**GIVEN RECORDS**
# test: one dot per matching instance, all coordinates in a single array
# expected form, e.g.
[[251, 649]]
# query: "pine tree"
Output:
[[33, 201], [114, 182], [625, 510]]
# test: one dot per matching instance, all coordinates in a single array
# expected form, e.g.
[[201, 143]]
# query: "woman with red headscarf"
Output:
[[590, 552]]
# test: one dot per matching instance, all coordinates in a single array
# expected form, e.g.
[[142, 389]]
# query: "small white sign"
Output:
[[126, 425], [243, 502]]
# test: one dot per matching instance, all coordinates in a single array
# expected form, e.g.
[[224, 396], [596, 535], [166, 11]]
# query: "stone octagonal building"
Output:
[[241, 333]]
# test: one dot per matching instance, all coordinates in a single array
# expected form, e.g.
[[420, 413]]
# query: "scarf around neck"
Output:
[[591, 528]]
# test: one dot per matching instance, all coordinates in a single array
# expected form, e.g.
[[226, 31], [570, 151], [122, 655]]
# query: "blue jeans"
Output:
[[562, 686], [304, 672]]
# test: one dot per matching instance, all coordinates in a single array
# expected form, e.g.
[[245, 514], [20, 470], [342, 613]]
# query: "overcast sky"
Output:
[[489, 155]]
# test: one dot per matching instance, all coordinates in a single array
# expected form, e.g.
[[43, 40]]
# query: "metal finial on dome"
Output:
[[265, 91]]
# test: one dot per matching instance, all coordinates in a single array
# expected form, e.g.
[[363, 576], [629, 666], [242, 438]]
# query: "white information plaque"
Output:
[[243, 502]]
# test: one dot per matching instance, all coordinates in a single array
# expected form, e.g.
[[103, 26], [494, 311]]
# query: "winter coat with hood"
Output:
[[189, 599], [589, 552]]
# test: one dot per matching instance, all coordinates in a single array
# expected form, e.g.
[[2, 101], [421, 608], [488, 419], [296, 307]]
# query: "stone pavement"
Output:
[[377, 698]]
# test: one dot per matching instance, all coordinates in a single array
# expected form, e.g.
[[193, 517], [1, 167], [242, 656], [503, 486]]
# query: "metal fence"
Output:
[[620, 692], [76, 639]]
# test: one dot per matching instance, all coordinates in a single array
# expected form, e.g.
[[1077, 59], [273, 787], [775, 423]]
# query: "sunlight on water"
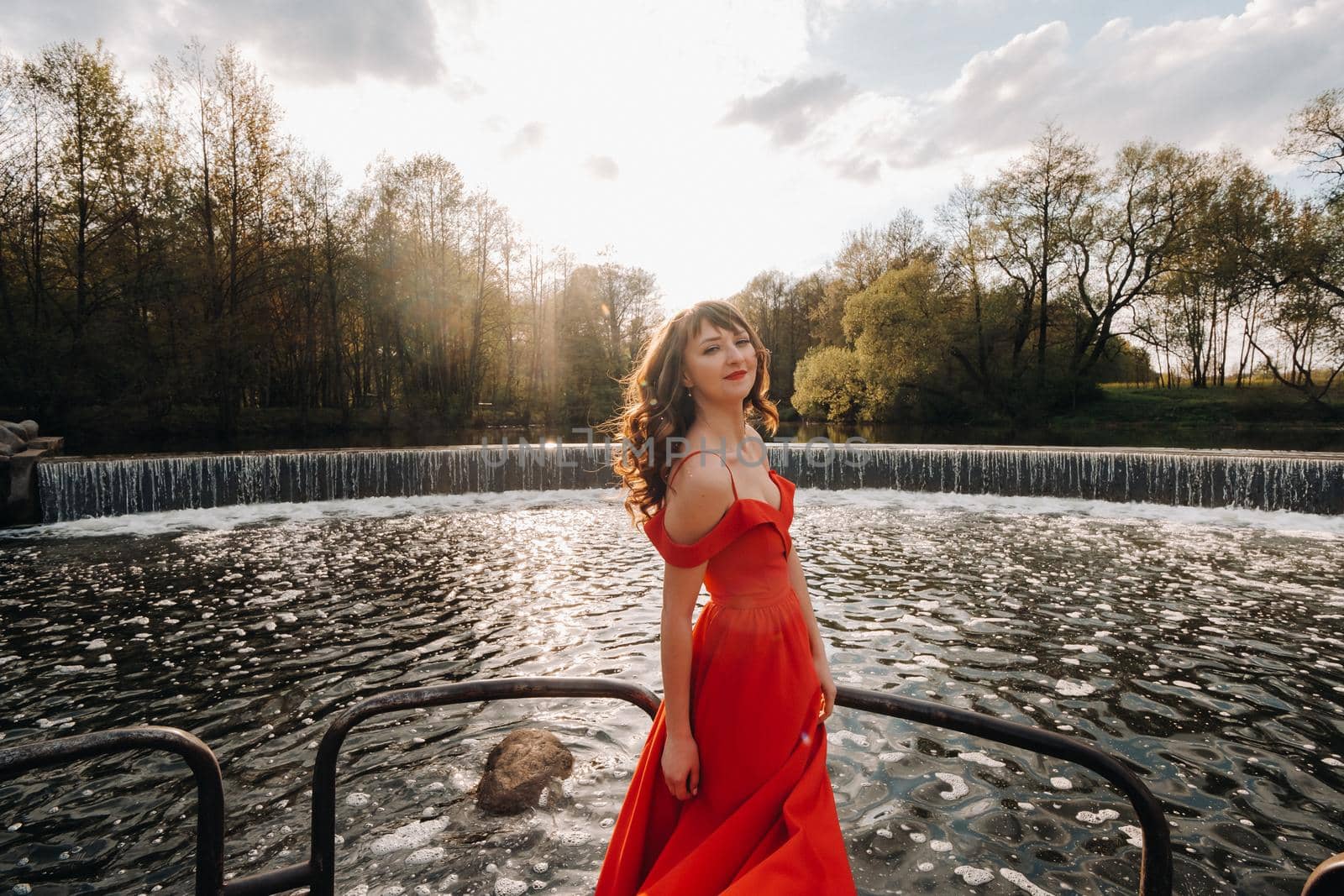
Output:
[[1202, 644]]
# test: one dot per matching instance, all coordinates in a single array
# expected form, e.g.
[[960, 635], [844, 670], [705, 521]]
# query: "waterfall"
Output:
[[74, 488]]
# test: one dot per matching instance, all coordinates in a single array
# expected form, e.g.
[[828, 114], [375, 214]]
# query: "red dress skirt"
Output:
[[765, 817]]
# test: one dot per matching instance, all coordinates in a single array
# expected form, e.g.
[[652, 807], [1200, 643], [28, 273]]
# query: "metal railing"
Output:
[[319, 872]]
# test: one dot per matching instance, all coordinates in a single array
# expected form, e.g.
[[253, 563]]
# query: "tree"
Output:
[[1038, 206], [1316, 139]]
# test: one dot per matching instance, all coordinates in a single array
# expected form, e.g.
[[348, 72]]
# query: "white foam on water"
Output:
[[843, 736], [981, 759], [230, 517], [427, 856], [974, 876], [573, 837], [956, 782], [1120, 512], [413, 836], [1074, 688], [1021, 882]]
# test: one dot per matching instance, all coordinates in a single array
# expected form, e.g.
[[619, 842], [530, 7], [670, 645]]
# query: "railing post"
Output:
[[205, 768]]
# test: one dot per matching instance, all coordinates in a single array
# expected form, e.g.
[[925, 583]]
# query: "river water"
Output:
[[1203, 645]]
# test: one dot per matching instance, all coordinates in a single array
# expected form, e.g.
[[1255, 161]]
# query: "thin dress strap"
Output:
[[732, 481]]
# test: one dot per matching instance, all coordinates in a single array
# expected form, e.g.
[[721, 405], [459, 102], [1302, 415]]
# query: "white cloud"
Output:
[[602, 167], [539, 101]]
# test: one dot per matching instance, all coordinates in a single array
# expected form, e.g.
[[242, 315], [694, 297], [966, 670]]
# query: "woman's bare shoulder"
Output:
[[701, 495]]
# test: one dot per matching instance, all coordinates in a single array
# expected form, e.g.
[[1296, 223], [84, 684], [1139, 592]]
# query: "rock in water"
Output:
[[519, 768], [11, 443]]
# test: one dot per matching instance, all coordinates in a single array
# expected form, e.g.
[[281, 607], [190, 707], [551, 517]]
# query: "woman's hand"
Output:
[[828, 687], [682, 766]]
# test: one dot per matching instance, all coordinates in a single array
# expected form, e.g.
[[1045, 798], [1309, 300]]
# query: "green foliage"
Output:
[[827, 385]]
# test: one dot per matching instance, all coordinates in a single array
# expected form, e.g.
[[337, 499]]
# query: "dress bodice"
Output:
[[748, 550]]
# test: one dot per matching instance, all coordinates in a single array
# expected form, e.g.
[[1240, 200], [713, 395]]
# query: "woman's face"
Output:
[[718, 364]]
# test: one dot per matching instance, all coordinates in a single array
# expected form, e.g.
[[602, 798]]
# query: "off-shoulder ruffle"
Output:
[[743, 515]]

**DIRECTIONS FOR THIS TASK**
Copy out every line of the material above that mentions the word "white".

**RESPONSE TO THIS TASK**
# query: "small white sign"
# query: "white information plaque"
# query: "white foam on water"
# query: "white cloud"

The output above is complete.